### Problem statement
Taking the listing below, restate word for word each line from the line with "Query: man pointing with finger" to the line with "Might I ask you to point at the small", ends included, and stop there.
== Segment start ==
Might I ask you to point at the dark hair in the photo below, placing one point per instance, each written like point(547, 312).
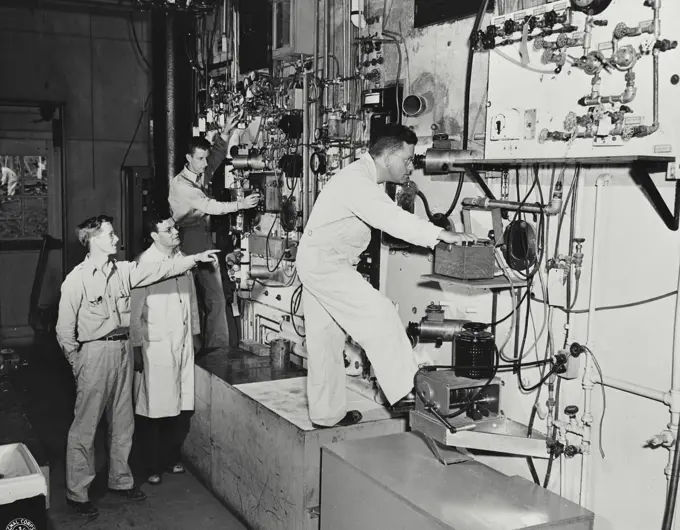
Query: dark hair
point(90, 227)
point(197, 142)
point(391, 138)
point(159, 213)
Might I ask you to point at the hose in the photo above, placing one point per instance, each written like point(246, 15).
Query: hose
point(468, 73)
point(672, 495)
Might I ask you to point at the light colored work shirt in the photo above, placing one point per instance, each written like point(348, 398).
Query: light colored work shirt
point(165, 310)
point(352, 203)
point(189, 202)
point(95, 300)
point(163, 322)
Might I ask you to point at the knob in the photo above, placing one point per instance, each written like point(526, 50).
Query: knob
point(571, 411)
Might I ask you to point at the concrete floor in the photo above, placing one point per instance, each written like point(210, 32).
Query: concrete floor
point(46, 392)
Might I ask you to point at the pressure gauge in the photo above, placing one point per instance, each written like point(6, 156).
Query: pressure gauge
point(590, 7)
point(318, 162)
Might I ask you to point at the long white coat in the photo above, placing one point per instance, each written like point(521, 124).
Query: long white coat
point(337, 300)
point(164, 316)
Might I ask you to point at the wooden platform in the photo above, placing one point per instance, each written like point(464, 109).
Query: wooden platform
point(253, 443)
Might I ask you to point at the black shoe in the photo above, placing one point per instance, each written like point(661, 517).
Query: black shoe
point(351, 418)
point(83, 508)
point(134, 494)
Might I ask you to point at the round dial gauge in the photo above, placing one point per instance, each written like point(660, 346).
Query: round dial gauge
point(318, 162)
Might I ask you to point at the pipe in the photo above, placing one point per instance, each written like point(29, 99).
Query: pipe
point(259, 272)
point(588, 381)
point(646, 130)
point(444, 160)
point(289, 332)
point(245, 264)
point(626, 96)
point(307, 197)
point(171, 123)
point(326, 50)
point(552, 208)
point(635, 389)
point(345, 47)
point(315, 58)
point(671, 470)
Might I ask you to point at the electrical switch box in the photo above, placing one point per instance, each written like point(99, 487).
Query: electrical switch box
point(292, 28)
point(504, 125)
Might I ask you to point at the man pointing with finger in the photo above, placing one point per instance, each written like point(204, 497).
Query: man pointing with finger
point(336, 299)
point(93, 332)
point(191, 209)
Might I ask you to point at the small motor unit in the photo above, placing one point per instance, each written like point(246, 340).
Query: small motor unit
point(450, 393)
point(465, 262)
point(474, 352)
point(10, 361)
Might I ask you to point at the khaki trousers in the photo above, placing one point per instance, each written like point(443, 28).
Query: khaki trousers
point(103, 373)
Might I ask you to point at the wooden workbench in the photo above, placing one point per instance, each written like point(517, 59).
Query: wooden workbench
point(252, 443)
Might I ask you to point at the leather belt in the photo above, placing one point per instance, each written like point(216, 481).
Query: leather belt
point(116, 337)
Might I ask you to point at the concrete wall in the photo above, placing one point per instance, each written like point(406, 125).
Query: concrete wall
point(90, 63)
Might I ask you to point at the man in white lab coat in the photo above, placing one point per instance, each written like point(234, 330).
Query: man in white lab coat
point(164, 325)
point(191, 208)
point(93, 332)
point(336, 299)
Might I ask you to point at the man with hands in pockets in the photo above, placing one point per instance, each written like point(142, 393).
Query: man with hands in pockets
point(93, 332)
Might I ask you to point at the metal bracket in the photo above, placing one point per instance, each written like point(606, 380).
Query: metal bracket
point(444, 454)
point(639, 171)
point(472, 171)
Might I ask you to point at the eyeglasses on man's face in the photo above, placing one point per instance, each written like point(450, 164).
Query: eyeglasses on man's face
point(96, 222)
== Segment end ==
== Segment start ==
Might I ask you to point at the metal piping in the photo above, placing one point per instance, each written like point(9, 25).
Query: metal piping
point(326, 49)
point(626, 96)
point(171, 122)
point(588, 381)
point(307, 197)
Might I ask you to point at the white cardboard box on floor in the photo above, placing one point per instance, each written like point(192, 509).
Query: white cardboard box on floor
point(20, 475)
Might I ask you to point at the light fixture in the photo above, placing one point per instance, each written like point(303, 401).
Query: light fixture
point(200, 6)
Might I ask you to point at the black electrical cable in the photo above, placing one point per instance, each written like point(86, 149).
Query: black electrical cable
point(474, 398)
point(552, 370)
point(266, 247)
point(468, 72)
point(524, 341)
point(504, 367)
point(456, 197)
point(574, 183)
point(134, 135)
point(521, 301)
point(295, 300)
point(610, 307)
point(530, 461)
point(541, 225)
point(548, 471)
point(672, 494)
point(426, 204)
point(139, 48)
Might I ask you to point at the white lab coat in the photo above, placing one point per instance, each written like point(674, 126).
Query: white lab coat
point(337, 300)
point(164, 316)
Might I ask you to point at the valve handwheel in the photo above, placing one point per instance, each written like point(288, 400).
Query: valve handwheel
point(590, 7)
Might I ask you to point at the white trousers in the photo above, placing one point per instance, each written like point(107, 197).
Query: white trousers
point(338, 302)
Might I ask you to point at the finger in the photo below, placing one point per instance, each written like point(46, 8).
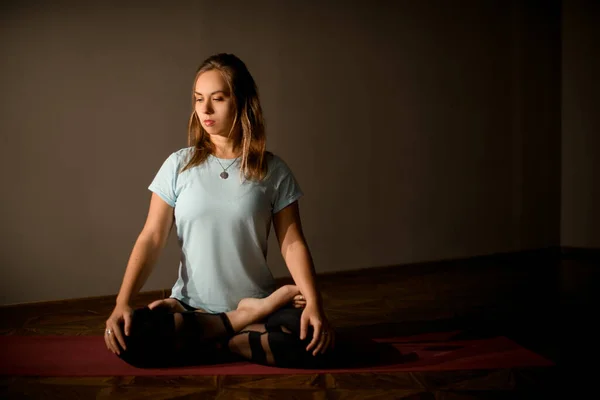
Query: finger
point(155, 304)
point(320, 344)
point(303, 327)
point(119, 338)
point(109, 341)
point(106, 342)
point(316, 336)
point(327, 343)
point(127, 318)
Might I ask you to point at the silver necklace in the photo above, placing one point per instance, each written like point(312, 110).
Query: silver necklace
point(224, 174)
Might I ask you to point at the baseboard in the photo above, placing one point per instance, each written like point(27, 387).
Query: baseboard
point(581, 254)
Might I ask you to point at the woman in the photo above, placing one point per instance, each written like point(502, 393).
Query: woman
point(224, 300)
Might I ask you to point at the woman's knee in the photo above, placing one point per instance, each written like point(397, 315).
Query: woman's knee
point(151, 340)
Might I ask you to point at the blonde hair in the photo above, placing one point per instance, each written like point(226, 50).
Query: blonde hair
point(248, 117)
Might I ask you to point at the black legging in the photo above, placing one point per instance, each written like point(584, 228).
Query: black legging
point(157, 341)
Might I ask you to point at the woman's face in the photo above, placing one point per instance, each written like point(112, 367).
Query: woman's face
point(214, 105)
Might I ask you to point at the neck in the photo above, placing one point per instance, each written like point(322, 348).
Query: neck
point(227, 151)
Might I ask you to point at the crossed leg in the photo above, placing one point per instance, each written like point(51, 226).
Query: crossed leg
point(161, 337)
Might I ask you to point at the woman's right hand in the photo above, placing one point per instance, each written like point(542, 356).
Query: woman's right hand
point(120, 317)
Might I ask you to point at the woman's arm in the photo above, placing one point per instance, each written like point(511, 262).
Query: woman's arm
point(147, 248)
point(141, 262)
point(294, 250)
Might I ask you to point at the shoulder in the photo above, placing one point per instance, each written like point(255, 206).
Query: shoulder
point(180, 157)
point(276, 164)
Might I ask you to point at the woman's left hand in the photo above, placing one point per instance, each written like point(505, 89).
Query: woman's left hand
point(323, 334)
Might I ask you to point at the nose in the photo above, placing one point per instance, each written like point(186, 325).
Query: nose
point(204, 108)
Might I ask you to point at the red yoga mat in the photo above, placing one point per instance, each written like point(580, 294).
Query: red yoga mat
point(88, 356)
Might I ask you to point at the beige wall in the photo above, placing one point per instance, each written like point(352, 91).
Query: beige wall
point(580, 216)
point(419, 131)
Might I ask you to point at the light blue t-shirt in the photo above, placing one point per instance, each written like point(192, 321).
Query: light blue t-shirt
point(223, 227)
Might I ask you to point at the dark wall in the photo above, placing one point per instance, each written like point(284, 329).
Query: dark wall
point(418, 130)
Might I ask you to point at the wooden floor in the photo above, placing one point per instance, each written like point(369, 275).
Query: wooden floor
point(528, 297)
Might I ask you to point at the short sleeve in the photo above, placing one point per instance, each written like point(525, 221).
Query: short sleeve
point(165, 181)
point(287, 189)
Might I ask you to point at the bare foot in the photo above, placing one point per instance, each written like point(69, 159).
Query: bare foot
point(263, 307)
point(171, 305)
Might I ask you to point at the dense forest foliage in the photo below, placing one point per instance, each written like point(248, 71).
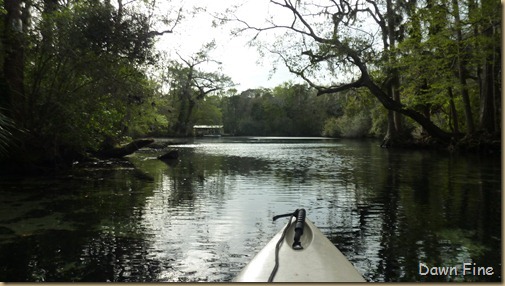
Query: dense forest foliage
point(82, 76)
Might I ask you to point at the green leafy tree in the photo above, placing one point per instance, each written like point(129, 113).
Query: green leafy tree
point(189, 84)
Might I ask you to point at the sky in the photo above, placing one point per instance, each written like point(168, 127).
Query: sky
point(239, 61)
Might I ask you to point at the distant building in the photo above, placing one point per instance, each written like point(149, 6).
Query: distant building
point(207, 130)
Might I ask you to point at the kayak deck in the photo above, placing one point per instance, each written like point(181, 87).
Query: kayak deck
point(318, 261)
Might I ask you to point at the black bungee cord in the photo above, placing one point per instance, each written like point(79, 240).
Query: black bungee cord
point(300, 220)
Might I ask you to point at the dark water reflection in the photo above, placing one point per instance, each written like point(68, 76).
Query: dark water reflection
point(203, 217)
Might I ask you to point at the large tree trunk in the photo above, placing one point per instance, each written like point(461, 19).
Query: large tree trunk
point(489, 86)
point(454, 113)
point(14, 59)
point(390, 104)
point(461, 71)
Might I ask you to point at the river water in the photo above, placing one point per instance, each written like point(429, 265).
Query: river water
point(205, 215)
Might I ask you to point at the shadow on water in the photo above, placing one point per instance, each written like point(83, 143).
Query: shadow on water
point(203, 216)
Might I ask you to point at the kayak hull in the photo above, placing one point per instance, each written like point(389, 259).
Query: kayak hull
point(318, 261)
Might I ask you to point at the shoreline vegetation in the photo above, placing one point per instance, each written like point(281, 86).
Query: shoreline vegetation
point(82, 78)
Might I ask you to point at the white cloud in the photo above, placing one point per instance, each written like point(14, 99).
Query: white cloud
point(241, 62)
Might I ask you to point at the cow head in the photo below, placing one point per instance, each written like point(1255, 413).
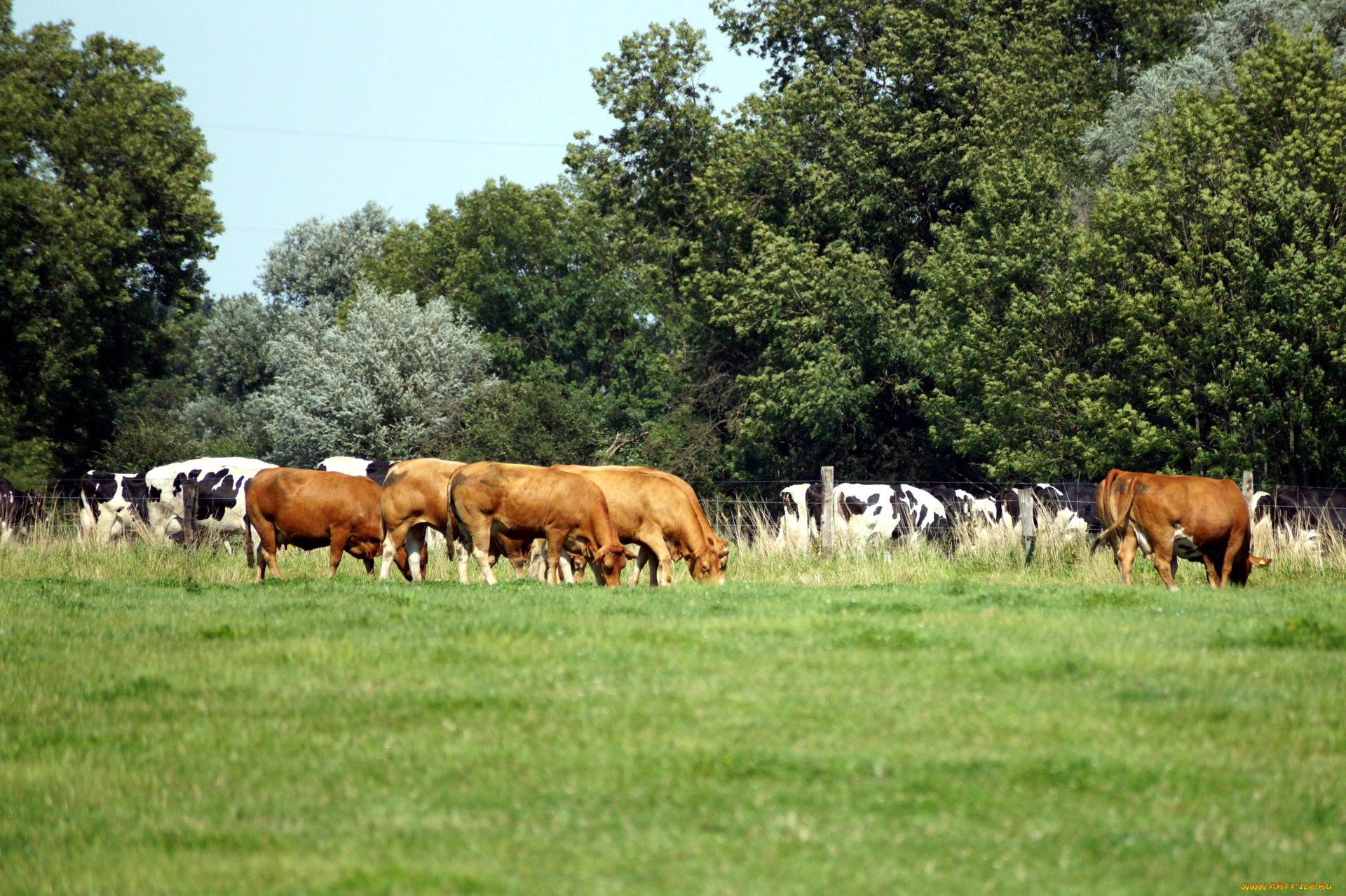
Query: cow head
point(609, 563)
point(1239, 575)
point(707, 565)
== Segment end ==
### Solution to the problem
Query: man pointing with finger
point(336, 299)
point(93, 332)
point(191, 209)
Might I ask you to point at the small motor unit in the photo above, placing one point per instance, each written like point(246, 340).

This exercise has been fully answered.